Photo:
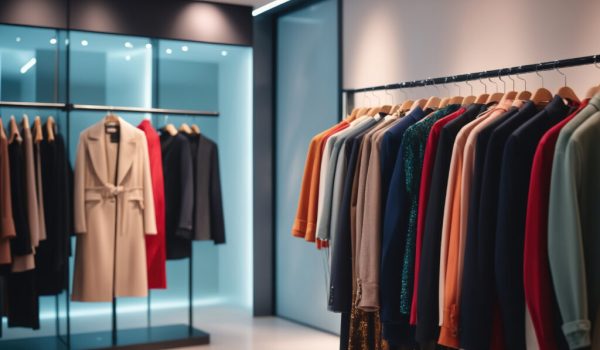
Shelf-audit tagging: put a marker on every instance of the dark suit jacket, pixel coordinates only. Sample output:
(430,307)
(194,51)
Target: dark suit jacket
(512,209)
(179,194)
(208,205)
(427,298)
(470,280)
(23,305)
(477,335)
(52,255)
________________________
■ YOUR TASK: Would you transcribe every row above exactly, leaving the pictures out?

■ SOLUTION FOR THIS EXERCISE:
Photo:
Shelf-audit tagging: put a marker on every instance of the dark suit jacket, pixel coordinates only. Sample output:
(430,307)
(194,51)
Target: dark suit jacket
(512,209)
(179,194)
(208,205)
(427,298)
(470,280)
(23,305)
(477,335)
(52,255)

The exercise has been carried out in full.